• [OBJECTIVE]
Answer these questions from the passage about Senator John McCain:
1. By what vote did the Senate pass the airport-security bill McCain sponsored?
2. In which state do McCain's wife and children live?
3. Which committee's hearing room lies at the end of the hallway of McCain's offices?

Senator John McCain, at the age of sixty-five, still has moments when he looks like a mischievous little boy who's hoping not to get nabbed for some bit of deviltry, and that was how he looked one Thursday morning in November just after he had arrived at work. This may have been because he had just flown into Washington on the early shuttle, after a gala evening in New York, where he spoke and received an award at a fund-raiser for the International Rescue Committee, spoke again at a dinner in honor of Mayor Rudy Giuliani, and then spent the night at the Waldorf-Astoria. McCain comes from the military aristocracy -- he's John Sidney McCain III, the son and grandson of admirals, third-generation Annapolis -- but New York is outside that group's ambit, so he can think of a trip there as a country boy's sojourn in the big city. It added to the little-boy feeling that McCain takes an unconcealed pleasure in being fussed over, which he had been, and in mingling with celebrities, which he had done. And that he was eating a doughnut out of a white paper bag and there was powdered sugar all over his mouth. And that he sensed a big political win coming within range -- a forbidden and therefore all the more delicious win over his own party, the Republicans, who for the past year have been his usual opponents.

The issue at hand was how, in the wake of the September 11th attacks, to improve the dangerously low level of security at American airports. McCain was a principal sponsor of a bill that directed the federal government to take on the task, and which had passed in the Senate by a vote of 100-0. But the House of Representatives, which is controlled by the Republicans and is led, to all appearances, by their aggressively conservative whip, Tom DeLay, of Texas, had passed a different bill, supported by President Bush, in which security personnel at airports could continue to work for private firms. Congress was about to adjourn for Thanksgiving, and its members were terrified by the prospect of having to explain to voters at home that there would be no airport-security bill. But the two sides were far apart; a conference committee, in an atmosphere of intense pressure, was going to meet that morning. A win for McCain's side would mean that Congress had flouted the preference of a popular President in wartime.

McCain wiped off the powdered sugar with a napkin and rearranged himself into a more senatorial position. McCain's father, before he became an admiral, was a submarine commander (McCain himself was a naval aviator), and the McCain operation has something of the feeling of a submarine at sea. The staff occupies a long, narrow line of offices, each room opening into the next down a hallway, at the end of which is the hearing room of the Senate Commerce Committee, McCain's principal power base (he is the ranking Republican). The vessel seems isolated, because of McCain's opposition to his colleagues' usual way of doing business. The commanding officer is a long way from his wife and children, who live in Arizona, call in a couple of times a day, and see him on weekends. There is an intense camaraderie between McCain and his aides, forged during wartime (which is to say, the 2000 Republican Presidential-primary campaign), and they switch back and forth a lot between insouciance and discipline. McCain's own office sits roughly in the middle of the line, and his aides wander in and out all day as if it were center stage in a drawing-room comedy.

• [GIVEN MATERIAL]
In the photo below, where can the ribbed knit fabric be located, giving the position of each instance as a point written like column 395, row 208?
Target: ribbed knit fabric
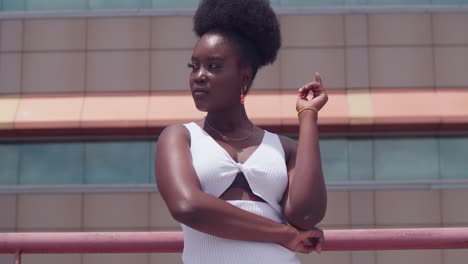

• [ANSWER TO THE TASK]
1. 100-0
2. Arizona
3. The Senate Commerce Committee